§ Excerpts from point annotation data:
◇ ◇ ◇ ◇ ◇ ◇ ◇

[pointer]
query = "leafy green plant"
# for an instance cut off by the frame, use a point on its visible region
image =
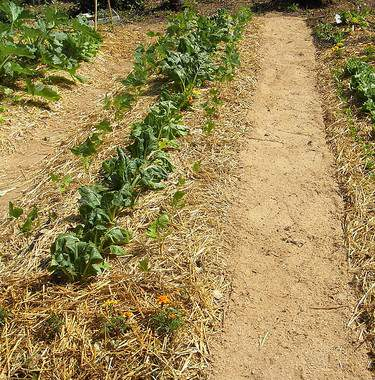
(329, 33)
(31, 45)
(76, 259)
(362, 83)
(355, 18)
(184, 58)
(167, 320)
(26, 227)
(292, 7)
(63, 182)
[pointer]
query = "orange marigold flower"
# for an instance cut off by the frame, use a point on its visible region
(164, 300)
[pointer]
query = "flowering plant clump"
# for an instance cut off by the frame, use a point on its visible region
(164, 300)
(167, 320)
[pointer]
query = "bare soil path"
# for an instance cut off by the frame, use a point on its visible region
(291, 299)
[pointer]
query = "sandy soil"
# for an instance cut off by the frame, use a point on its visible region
(31, 135)
(291, 299)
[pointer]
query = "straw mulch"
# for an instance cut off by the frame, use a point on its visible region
(58, 331)
(351, 137)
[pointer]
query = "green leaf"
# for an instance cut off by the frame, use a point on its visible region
(31, 217)
(143, 265)
(104, 126)
(14, 211)
(116, 250)
(40, 89)
(177, 200)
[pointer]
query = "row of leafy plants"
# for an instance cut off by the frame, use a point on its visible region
(358, 73)
(33, 45)
(193, 51)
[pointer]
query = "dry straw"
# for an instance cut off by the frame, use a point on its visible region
(357, 183)
(57, 331)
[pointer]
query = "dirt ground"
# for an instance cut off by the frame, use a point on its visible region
(291, 300)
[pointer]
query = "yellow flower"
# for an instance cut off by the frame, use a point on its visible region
(164, 300)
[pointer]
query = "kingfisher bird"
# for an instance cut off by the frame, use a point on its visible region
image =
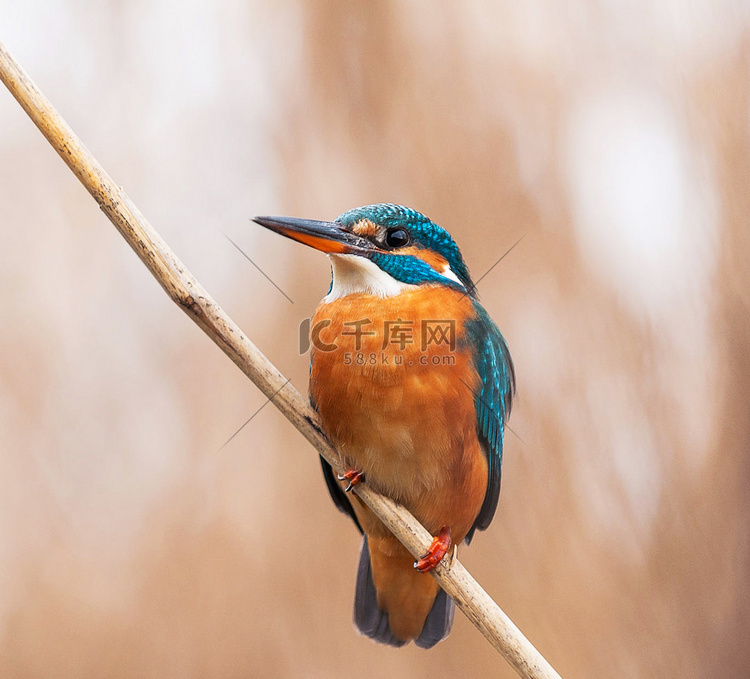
(413, 383)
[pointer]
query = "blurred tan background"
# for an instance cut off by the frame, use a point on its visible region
(615, 135)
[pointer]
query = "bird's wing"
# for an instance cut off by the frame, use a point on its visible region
(497, 384)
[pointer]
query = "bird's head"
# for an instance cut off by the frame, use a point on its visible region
(380, 249)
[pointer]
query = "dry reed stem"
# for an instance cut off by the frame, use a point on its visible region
(185, 291)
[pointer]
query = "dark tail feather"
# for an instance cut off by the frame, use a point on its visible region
(373, 622)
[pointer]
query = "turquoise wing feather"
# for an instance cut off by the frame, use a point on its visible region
(493, 402)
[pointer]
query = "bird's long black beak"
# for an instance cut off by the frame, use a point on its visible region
(328, 237)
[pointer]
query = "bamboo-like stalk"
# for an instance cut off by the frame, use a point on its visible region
(195, 301)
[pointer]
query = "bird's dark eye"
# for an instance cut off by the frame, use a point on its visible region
(396, 238)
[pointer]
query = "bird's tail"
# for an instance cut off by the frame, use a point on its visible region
(373, 622)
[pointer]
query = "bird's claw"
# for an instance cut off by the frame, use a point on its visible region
(352, 476)
(441, 543)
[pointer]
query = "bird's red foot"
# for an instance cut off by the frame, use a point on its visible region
(353, 477)
(441, 543)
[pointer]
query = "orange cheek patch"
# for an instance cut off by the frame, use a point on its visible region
(365, 228)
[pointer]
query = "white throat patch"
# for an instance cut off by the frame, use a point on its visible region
(352, 273)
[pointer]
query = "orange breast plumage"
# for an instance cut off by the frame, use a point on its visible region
(393, 380)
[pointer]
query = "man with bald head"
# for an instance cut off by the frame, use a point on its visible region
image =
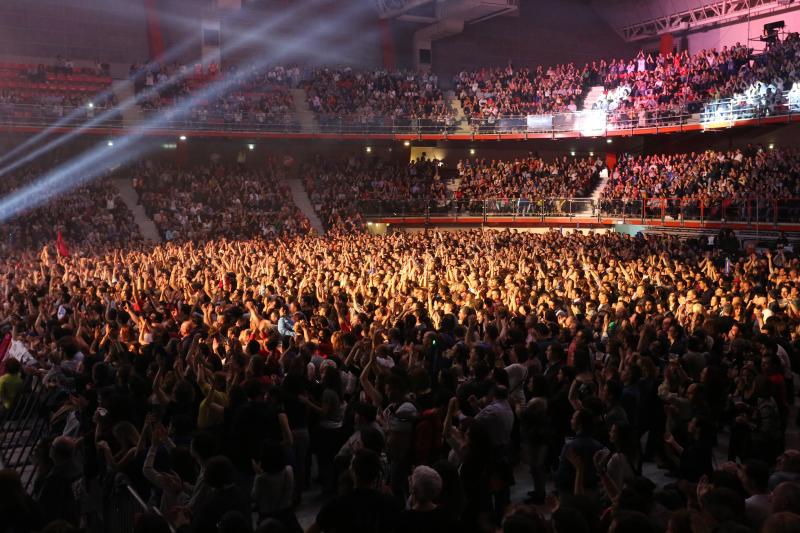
(54, 493)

◇ ◇ ◇ ◇ ◇ ◇ ◇

§ What the task asks:
Gather every line of the material that contains the string "head" and copy each one out.

§ The response:
query = "bird's head"
query = "man with bald head"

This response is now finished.